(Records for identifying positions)
>>>>>

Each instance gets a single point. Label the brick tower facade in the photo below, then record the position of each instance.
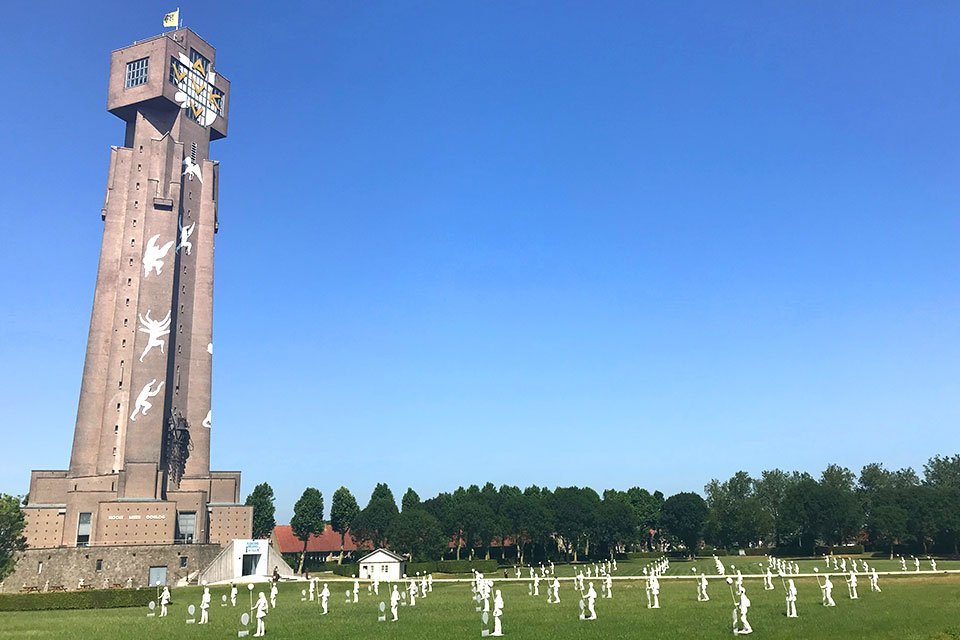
(140, 466)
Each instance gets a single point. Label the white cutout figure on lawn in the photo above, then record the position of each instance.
(143, 404)
(153, 255)
(394, 603)
(261, 607)
(164, 601)
(591, 602)
(155, 329)
(791, 599)
(205, 606)
(497, 613)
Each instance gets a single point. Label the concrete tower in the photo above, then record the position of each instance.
(140, 467)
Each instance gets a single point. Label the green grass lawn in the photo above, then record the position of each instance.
(909, 607)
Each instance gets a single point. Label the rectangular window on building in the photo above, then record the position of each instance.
(186, 527)
(83, 529)
(137, 72)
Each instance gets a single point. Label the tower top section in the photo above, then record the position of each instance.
(176, 70)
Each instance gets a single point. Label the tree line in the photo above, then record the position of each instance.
(881, 509)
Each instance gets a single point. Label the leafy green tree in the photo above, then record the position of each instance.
(343, 513)
(771, 492)
(530, 518)
(476, 519)
(375, 519)
(799, 512)
(417, 533)
(264, 511)
(942, 471)
(683, 516)
(307, 519)
(508, 498)
(410, 500)
(882, 496)
(11, 532)
(923, 511)
(442, 508)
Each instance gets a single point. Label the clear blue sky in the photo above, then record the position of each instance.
(604, 244)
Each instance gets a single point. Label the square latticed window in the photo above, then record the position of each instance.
(137, 72)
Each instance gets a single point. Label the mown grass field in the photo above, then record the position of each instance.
(910, 606)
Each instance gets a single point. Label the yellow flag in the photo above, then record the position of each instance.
(172, 19)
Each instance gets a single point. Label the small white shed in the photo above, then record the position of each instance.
(382, 565)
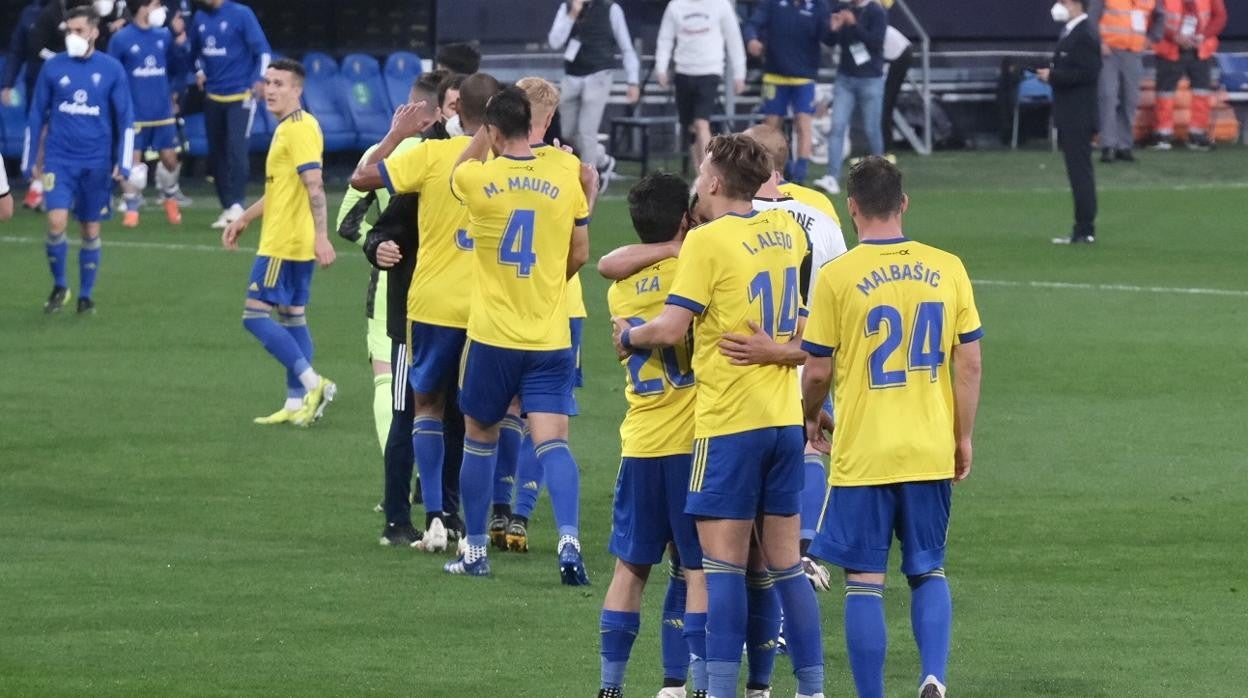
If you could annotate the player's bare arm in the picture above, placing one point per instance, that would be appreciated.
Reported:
(664, 331)
(816, 380)
(759, 349)
(315, 184)
(230, 236)
(628, 260)
(967, 372)
(409, 120)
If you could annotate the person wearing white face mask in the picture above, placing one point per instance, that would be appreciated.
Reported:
(1075, 74)
(150, 54)
(82, 98)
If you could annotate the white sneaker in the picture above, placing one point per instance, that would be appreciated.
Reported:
(931, 688)
(818, 575)
(828, 184)
(434, 538)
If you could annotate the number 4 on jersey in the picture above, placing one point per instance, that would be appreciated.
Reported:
(516, 247)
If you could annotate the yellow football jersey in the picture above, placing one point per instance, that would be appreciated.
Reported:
(660, 383)
(733, 270)
(811, 197)
(522, 211)
(443, 264)
(287, 230)
(575, 294)
(891, 312)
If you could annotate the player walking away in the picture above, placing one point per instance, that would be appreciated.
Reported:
(82, 99)
(789, 36)
(517, 460)
(748, 453)
(150, 54)
(657, 441)
(438, 320)
(890, 314)
(234, 54)
(293, 239)
(529, 219)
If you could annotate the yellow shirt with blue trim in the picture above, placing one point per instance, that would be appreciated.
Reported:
(575, 294)
(522, 214)
(891, 312)
(660, 387)
(733, 270)
(811, 197)
(443, 264)
(287, 230)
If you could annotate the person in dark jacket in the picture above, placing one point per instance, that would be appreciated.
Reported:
(1073, 74)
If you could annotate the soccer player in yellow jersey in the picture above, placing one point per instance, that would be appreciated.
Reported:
(529, 220)
(741, 266)
(437, 300)
(657, 441)
(517, 462)
(293, 239)
(887, 320)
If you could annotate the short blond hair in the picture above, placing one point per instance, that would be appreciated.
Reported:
(543, 96)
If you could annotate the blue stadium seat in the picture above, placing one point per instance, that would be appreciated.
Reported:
(365, 95)
(13, 119)
(1234, 73)
(196, 135)
(322, 96)
(402, 69)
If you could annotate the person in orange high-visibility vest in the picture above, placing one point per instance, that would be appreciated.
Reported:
(1123, 26)
(1188, 41)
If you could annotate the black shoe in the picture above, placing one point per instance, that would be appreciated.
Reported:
(1199, 142)
(399, 536)
(56, 300)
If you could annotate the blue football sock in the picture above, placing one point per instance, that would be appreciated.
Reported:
(89, 265)
(528, 476)
(672, 638)
(801, 628)
(931, 616)
(277, 341)
(563, 481)
(509, 437)
(695, 637)
(813, 493)
(476, 485)
(866, 638)
(618, 629)
(761, 629)
(429, 448)
(725, 624)
(58, 251)
(297, 326)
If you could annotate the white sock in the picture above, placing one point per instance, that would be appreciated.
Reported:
(310, 380)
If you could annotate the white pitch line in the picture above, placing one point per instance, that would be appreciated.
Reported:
(1052, 285)
(1127, 287)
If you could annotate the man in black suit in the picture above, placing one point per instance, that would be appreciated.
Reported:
(1073, 75)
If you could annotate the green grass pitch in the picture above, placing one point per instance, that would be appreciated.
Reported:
(154, 542)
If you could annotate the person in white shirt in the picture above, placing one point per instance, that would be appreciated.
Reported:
(589, 33)
(697, 34)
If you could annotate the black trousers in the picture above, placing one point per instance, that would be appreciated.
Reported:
(892, 83)
(229, 130)
(1076, 145)
(399, 456)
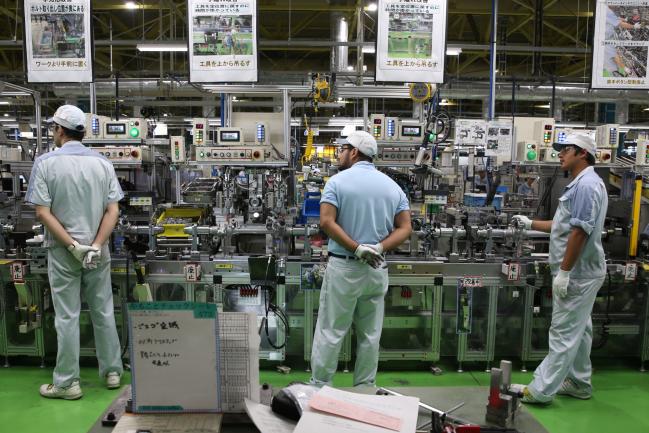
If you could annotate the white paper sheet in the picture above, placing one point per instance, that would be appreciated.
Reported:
(405, 408)
(266, 420)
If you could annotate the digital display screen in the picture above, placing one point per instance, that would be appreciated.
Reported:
(229, 135)
(115, 128)
(411, 131)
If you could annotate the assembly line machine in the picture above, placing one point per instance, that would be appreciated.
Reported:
(201, 209)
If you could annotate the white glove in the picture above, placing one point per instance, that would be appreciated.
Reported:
(92, 258)
(367, 254)
(377, 247)
(522, 220)
(79, 251)
(560, 283)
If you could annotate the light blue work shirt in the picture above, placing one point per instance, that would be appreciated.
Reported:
(367, 202)
(583, 204)
(77, 184)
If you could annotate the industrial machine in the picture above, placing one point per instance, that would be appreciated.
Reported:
(467, 284)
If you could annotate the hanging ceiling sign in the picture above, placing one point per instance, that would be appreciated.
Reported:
(620, 44)
(223, 41)
(411, 41)
(58, 41)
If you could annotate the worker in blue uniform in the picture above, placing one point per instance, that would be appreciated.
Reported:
(364, 213)
(578, 267)
(75, 191)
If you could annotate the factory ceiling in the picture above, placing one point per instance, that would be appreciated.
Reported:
(539, 38)
(539, 42)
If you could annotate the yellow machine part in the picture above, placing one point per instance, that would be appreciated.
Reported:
(178, 230)
(635, 228)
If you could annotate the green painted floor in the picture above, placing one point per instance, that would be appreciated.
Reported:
(620, 402)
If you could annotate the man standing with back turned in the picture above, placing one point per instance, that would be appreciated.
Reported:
(578, 268)
(76, 191)
(364, 213)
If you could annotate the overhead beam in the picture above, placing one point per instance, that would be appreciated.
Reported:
(474, 28)
(564, 33)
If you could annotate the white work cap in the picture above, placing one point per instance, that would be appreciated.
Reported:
(362, 141)
(582, 141)
(70, 117)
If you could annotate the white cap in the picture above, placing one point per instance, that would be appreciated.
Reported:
(582, 141)
(70, 117)
(362, 141)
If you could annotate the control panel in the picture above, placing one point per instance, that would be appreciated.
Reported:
(177, 149)
(607, 136)
(544, 132)
(229, 136)
(548, 154)
(534, 129)
(527, 151)
(377, 126)
(134, 128)
(94, 125)
(411, 131)
(397, 154)
(262, 135)
(642, 153)
(199, 132)
(229, 154)
(392, 128)
(604, 156)
(121, 154)
(8, 153)
(140, 201)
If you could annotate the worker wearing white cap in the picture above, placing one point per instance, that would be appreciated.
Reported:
(578, 267)
(75, 191)
(364, 213)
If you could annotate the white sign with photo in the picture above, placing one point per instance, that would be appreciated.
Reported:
(223, 41)
(620, 44)
(470, 132)
(57, 42)
(411, 41)
(499, 139)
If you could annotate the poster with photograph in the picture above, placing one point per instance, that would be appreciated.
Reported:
(470, 132)
(58, 45)
(411, 41)
(223, 41)
(620, 44)
(499, 139)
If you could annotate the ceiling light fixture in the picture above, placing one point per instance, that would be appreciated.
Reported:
(162, 47)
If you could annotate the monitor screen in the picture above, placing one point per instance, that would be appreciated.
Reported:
(411, 130)
(115, 128)
(229, 136)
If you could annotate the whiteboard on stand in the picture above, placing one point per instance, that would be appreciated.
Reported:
(174, 349)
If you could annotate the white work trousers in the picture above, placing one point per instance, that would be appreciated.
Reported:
(351, 291)
(67, 279)
(570, 340)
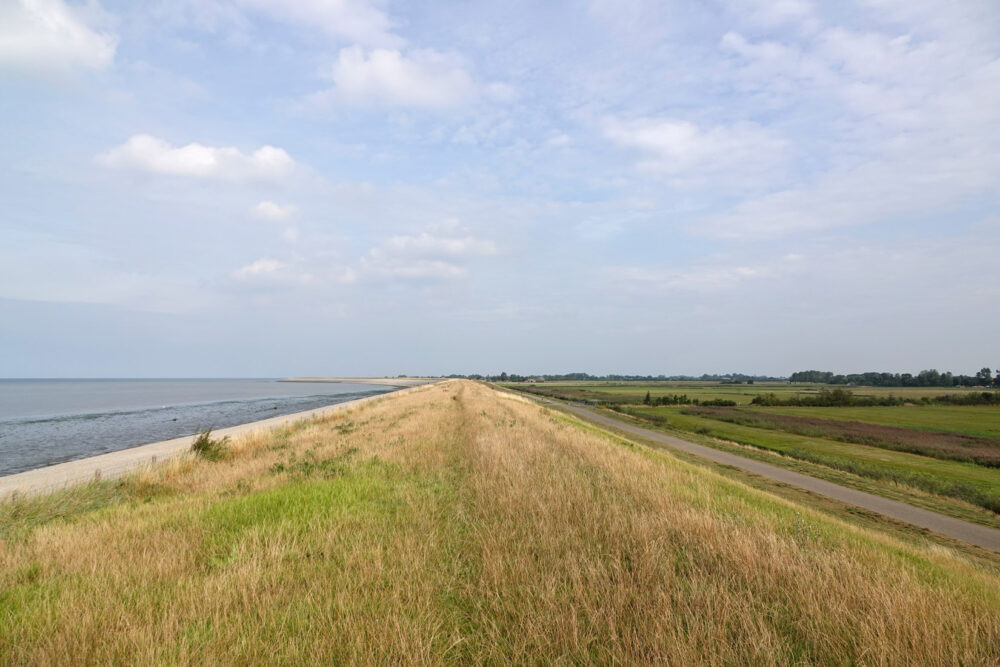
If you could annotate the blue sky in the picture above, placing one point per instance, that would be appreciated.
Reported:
(268, 188)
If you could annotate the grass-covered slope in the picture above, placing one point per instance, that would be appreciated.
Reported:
(455, 523)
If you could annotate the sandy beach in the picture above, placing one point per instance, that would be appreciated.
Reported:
(115, 464)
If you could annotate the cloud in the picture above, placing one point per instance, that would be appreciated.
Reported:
(268, 210)
(261, 267)
(689, 154)
(381, 77)
(358, 21)
(425, 257)
(49, 36)
(268, 272)
(909, 127)
(145, 153)
(426, 245)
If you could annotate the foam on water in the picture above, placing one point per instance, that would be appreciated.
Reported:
(43, 422)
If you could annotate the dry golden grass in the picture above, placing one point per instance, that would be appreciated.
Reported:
(457, 524)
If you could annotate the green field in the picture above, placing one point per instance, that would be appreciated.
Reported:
(968, 419)
(964, 481)
(742, 394)
(958, 487)
(459, 525)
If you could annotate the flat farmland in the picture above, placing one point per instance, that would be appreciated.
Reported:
(951, 480)
(742, 394)
(975, 420)
(940, 457)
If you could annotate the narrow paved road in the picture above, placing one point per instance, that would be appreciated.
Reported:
(983, 536)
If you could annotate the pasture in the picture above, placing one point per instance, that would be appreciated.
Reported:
(459, 524)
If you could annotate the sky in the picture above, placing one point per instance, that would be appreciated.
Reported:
(265, 188)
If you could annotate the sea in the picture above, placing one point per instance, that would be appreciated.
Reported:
(43, 422)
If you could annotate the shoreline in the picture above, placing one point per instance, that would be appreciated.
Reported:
(116, 464)
(389, 382)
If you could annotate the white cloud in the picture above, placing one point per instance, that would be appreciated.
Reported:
(48, 35)
(358, 21)
(261, 267)
(268, 272)
(911, 130)
(426, 245)
(382, 77)
(145, 153)
(268, 210)
(425, 257)
(689, 153)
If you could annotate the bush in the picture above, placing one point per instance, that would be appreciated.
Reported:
(209, 448)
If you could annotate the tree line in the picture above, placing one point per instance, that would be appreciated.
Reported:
(837, 398)
(735, 378)
(927, 378)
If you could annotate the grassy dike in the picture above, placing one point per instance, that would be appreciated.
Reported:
(458, 524)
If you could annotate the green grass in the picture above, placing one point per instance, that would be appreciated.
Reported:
(975, 420)
(964, 481)
(456, 525)
(633, 392)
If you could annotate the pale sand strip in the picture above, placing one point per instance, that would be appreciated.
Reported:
(394, 382)
(116, 464)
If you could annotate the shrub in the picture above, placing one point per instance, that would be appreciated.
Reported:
(209, 448)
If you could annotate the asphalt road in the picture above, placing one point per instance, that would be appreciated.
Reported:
(982, 536)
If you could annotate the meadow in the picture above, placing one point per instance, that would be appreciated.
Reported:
(741, 394)
(460, 524)
(940, 457)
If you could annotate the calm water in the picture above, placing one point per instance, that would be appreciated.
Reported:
(50, 421)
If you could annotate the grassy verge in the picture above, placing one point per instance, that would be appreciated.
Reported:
(965, 482)
(940, 445)
(981, 421)
(455, 524)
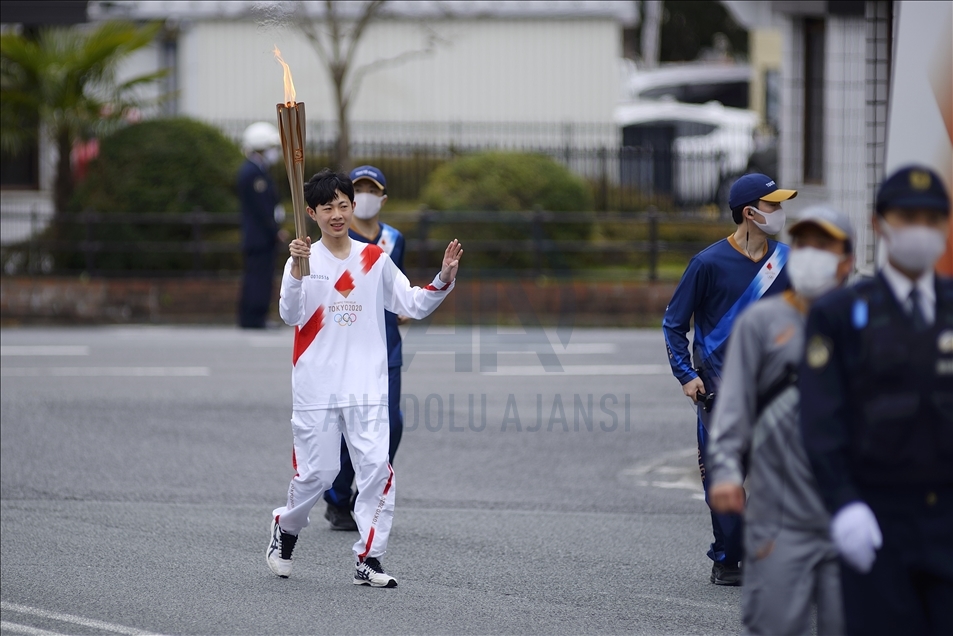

<<<<<

Put the lines of the listing above into a numbered list, starting at the line containing "If you could annotate the pale" and running through the end of the listing. Skip blank lines and leave out the pictures.

== THE COMPLETED TASK ==
1. If you could annotate the pale sand strip in the picture above, placing one point per instance, that would be appreciated.
2. Reported:
3. (394, 382)
4. (116, 464)
5. If you could annotate the shrub in the picture above, placing one point per instance, that would be appreciated.
6. Reported:
7. (209, 448)
8. If you could annotate the asphalt road in the picture above, placing one point per instance, that would be appreciated.
9. Reported:
10. (982, 536)
11. If you could annotate the meadow in the picture above, placing one point per instance, that would be appreciated.
12. Reported:
13. (741, 394)
14. (460, 524)
15. (940, 457)
16. If you could annotate the calm water in the picture above, placing one point per instance, that would be appreciated.
17. Reported:
18. (50, 421)
19. If you could annotate the grassy verge in the picture above, placing one point per instance, that would be appreciated.
20. Reported:
21. (965, 482)
22. (940, 445)
23. (981, 421)
24. (455, 524)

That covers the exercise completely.